═════ EXTRACTO DEL DOCUMENTO ═════

Enrique Lafourcade

¿Demasiados libros?

Nunca serán demasiados. Aunque la producción aumenta. Los escribas y pendolistas de improviso, con ghost writers y ayuditas de toda suerte, son tentados. Producen sus biografías. A veces se lanzan en ensayos sobre la esencia de Dios o la naturaleza del tiempo. Más penoso aún es el empresario, el comerciante, el tecnócrata, el bárbaro especializado que, víctima de una pasión o una tragedia, o una enfermedad incurable, produce un libro de poemas. Pero nada debe alarmarnos. Eco lo ve claramente: "la información amenaza a la información. El libro triunfa en nuestras bibliotecas y, como todo ejército triunfador, trae consigo los mercachifles, los prestamistas y los bandoleros. El avance de los libros puede favorecer la aparición de libros importantes, hermosos, interesantes, pero aumenta también el número de esos convoyes de aprovisionamiento y de esos depredadores que acompañan a todo ejército triunfante (Humberto Eco)".

═════

TAREA A REALIZAR:
Por favor, responde estas preguntas sobre el fragmento «¿Demasiados libros?»:
1. ¿Qué produce el empresario, el comerciante o el tecnócrata víctima de una pasión, una tragedia o una enfermedad incurable?
2. Según la cita de Eco, ¿qué amenaza a la información?
3. ¿Qué trae consigo el libro, como todo ejército triunfador?
Las líneas no guardan relación con el fragmento.

═════ REGISTROS ═════

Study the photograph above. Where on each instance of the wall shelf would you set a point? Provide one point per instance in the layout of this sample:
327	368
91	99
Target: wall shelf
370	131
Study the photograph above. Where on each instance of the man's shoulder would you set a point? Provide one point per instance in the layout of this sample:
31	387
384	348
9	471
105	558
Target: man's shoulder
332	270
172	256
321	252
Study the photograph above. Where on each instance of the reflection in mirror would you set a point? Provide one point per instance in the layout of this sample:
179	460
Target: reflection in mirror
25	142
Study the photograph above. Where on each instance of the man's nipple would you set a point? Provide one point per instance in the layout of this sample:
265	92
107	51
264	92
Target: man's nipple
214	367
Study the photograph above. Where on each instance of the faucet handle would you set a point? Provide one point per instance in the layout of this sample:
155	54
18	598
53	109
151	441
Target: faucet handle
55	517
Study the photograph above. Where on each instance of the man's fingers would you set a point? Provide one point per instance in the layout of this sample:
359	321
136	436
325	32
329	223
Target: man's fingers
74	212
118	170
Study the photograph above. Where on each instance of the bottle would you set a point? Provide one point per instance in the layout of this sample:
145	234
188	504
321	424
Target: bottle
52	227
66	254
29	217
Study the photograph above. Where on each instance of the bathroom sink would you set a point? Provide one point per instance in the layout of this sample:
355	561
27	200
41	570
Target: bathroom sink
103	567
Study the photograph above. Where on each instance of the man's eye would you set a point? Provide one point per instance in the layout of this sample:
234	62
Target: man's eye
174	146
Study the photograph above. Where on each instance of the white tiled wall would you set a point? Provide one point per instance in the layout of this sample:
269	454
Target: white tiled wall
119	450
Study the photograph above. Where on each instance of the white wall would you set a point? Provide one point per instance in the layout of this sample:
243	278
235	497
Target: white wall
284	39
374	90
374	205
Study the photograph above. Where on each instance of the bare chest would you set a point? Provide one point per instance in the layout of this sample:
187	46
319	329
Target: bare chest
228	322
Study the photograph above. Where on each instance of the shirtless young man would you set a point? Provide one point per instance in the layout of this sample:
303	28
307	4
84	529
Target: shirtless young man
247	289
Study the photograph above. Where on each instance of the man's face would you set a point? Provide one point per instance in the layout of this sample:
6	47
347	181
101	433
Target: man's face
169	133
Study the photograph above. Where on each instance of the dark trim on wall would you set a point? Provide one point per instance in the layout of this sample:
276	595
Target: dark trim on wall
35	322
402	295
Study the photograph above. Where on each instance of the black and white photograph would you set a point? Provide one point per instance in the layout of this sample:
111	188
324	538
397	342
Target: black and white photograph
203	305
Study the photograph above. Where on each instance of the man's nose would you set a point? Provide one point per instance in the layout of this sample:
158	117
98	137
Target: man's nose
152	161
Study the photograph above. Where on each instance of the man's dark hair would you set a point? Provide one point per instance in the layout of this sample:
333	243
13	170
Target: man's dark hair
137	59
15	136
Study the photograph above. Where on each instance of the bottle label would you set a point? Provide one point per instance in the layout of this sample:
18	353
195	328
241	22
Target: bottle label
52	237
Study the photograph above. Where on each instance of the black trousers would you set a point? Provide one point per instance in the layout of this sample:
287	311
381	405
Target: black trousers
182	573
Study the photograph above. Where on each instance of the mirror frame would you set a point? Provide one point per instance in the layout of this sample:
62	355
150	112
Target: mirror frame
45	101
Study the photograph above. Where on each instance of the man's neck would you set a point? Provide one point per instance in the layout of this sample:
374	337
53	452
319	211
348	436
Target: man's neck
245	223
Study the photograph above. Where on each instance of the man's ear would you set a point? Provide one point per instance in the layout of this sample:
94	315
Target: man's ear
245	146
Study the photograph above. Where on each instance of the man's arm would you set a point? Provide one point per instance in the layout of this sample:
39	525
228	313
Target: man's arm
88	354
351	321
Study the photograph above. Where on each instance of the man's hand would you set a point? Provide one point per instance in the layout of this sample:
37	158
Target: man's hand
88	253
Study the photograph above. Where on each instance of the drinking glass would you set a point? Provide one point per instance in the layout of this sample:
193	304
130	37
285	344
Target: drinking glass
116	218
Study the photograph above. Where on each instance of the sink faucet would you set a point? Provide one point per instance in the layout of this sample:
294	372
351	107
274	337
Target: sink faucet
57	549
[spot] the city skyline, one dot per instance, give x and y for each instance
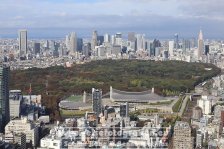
(161, 18)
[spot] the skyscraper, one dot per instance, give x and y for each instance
(94, 40)
(200, 45)
(36, 48)
(176, 41)
(118, 39)
(171, 47)
(140, 42)
(131, 37)
(23, 42)
(4, 97)
(124, 110)
(97, 101)
(73, 43)
(107, 38)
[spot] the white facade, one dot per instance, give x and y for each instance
(107, 38)
(14, 108)
(140, 42)
(73, 43)
(52, 143)
(23, 126)
(205, 104)
(171, 47)
(23, 42)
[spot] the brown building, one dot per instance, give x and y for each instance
(197, 113)
(182, 138)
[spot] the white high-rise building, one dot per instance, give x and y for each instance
(94, 41)
(205, 104)
(73, 43)
(23, 42)
(200, 45)
(113, 40)
(171, 47)
(67, 41)
(106, 38)
(118, 39)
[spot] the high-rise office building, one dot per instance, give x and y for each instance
(107, 38)
(36, 48)
(73, 43)
(182, 138)
(86, 49)
(155, 44)
(131, 37)
(200, 45)
(94, 41)
(100, 40)
(23, 42)
(4, 97)
(176, 41)
(118, 39)
(124, 110)
(171, 48)
(79, 44)
(140, 42)
(206, 49)
(97, 101)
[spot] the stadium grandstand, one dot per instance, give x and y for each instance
(135, 97)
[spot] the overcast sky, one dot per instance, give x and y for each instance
(165, 17)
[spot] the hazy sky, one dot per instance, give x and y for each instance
(164, 17)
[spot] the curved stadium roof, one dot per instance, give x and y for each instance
(146, 96)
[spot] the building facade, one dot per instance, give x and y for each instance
(182, 136)
(4, 96)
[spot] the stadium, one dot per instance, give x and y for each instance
(114, 98)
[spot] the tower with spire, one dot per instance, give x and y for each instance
(200, 45)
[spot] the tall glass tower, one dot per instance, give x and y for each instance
(4, 97)
(97, 101)
(23, 42)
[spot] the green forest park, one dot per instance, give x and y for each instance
(168, 78)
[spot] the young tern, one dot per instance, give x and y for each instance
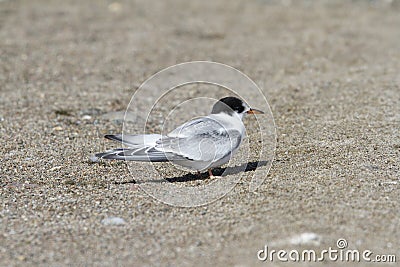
(199, 144)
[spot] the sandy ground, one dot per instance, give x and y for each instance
(330, 72)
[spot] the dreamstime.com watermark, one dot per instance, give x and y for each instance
(338, 254)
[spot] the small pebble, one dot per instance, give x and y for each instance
(113, 221)
(86, 117)
(93, 158)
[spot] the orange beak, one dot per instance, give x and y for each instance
(254, 111)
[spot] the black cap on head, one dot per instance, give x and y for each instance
(228, 105)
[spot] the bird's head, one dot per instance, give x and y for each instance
(233, 105)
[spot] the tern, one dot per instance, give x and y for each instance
(199, 144)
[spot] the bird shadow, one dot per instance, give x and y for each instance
(245, 167)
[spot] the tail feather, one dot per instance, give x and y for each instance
(134, 155)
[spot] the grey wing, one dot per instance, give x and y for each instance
(201, 140)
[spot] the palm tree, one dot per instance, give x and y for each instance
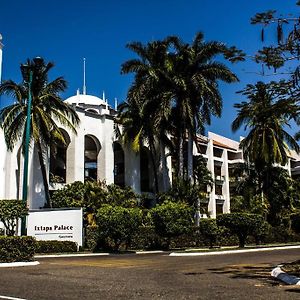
(47, 112)
(266, 114)
(194, 77)
(147, 105)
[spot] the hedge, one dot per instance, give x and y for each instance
(16, 248)
(55, 246)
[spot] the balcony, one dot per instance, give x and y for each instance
(219, 179)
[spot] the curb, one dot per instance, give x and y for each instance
(70, 255)
(19, 264)
(285, 277)
(232, 251)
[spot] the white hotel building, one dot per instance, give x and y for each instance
(96, 153)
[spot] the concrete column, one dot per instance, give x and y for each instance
(210, 165)
(75, 156)
(226, 191)
(132, 169)
(107, 155)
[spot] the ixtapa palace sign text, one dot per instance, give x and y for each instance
(56, 224)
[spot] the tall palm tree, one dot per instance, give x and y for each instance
(194, 76)
(266, 114)
(147, 105)
(47, 112)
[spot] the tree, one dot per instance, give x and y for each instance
(241, 224)
(175, 91)
(194, 75)
(10, 212)
(266, 114)
(118, 224)
(143, 113)
(48, 111)
(171, 219)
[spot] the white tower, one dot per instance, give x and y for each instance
(1, 46)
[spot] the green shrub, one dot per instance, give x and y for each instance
(295, 220)
(55, 246)
(261, 232)
(241, 224)
(10, 212)
(118, 225)
(146, 238)
(16, 248)
(92, 238)
(172, 219)
(210, 230)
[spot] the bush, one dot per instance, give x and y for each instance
(10, 212)
(16, 248)
(118, 224)
(241, 224)
(172, 219)
(295, 220)
(92, 238)
(210, 230)
(55, 246)
(261, 232)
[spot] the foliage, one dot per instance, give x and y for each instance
(55, 246)
(295, 222)
(118, 224)
(241, 224)
(210, 230)
(183, 190)
(172, 219)
(48, 111)
(288, 39)
(16, 248)
(175, 92)
(92, 238)
(266, 114)
(91, 196)
(10, 212)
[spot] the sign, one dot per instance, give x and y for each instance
(62, 224)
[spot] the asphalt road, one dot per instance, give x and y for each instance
(231, 276)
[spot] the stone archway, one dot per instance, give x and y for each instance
(91, 157)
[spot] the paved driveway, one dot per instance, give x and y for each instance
(231, 276)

═════

RESULTADO DE LA TAREA:
1. Un libro de poemas.
2. La información.
3. Los mercachifles, los prestamistas y los bandoleros.